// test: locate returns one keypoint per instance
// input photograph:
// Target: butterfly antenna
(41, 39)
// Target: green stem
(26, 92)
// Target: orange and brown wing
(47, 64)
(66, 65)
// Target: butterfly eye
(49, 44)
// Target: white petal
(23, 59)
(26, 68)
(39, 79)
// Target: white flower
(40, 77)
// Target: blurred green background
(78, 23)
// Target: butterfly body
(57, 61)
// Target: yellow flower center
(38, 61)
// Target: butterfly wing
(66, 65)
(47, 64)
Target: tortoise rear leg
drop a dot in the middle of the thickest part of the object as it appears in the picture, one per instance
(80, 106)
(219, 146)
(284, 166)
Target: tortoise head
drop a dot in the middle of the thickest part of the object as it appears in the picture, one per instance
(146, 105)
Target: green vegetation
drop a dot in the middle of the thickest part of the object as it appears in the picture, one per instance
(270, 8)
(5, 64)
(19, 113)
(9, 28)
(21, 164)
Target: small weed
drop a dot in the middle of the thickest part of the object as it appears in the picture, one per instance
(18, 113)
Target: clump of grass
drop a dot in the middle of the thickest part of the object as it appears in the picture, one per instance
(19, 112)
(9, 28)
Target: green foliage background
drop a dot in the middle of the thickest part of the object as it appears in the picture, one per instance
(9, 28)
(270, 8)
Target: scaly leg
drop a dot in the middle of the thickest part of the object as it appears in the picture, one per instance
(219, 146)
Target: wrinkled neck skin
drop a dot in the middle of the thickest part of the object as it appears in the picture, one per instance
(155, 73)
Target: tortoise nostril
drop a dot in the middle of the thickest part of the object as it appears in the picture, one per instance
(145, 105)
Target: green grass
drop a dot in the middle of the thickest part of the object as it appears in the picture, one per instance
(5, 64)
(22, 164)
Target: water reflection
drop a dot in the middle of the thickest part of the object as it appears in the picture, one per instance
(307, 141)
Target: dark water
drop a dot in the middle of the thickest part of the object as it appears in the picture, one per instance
────────────────────
**Task objective:** Rewrite every one of the lines above as a numbered list, skipping any blank lines.

**Output of the task:**
1. // test: locate returns one keypoint per instance
2. // input photograph:
3. // Target: butterfly antenna
4. (41, 39)
5. // Target: green stem
6. (26, 92)
7. // Target: orange and brown wing
8. (47, 64)
9. (66, 65)
10. // Target: butterfly eye
11. (49, 44)
12. // Target: white petal
13. (23, 59)
14. (26, 68)
15. (39, 79)
16. // Target: white flower
17. (40, 77)
18. // Target: blurred green background
19. (78, 23)
20. // Target: butterfly body
21. (57, 61)
22. // Target: yellow flower center
23. (38, 61)
24. // Target: butterfly wing
25. (66, 65)
26. (47, 64)
27. Target: tortoise rear leg
28. drop a dot in the middle of the thickest part of the object as it appears in the picture, one per instance
29. (80, 106)
30. (219, 146)
31. (284, 166)
32. Target: tortoise head
33. drop a dot in the middle of the thickest part of the object as it appears in the picture, one per instance
34. (146, 105)
35. Target: green vegetation
36. drop a dot in the middle of the thickest part of the object as it appears in the picture, one per instance
37. (270, 8)
38. (5, 64)
39. (19, 113)
40. (9, 28)
41. (21, 164)
42. Target: small weed
43. drop a dot in the middle of the thickest part of the object as it appears in the picture, one per instance
44. (18, 113)
45. Target: clump of grass
46. drop a dot in the middle of the thickest part of the object as it appears in the picture, one per instance
47. (19, 112)
48. (9, 28)
49. Target: green foliage background
50. drop a dot in the middle of the thickest part of the object as it appears in the picture, one per instance
51. (9, 28)
52. (270, 8)
53. Target: scaly leg
54. drop a dot in the middle of the thickest part of the object as it appears in the picture, one per instance
55. (219, 146)
56. Target: wrinkled neck skin
57. drop a dot in the middle of the thickest part of the object as it appears in the picture, one per instance
58. (155, 73)
59. Target: tortoise nostril
60. drop a dot in the middle of the thickest part of the object as it appears in the picture, one per instance
61. (145, 105)
62. Target: green grass
63. drop a dot in the middle of the thickest part of the object as it appears in the picture, one per instance
64. (5, 64)
65. (22, 164)
66. Target: water reflection
67. drop a dot in the middle of the thickest part of the object as it appears in the picture, one per instance
68. (307, 141)
69. Target: dark water
70. drop a dot in the middle of the thickest part of the object as it appears in the picture, one per instance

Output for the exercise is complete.